[Image point grounding data]

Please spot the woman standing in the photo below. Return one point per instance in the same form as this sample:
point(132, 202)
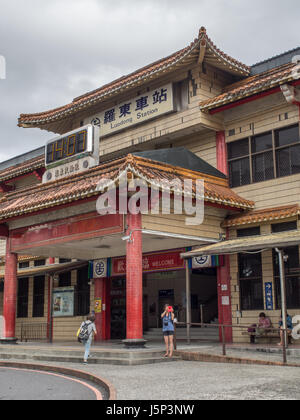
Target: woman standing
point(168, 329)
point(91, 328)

...

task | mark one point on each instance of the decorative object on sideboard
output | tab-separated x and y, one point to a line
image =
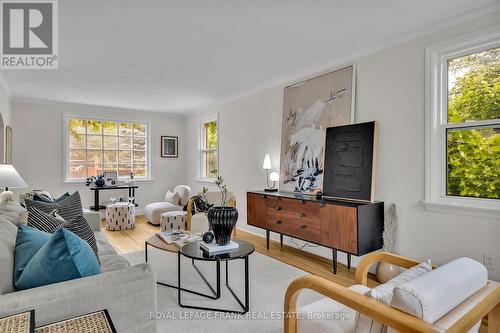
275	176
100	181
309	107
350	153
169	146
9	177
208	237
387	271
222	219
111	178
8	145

[Required action] A single number is the answer: the count of lines above that include the string "instance".

[Result of the exercise] 2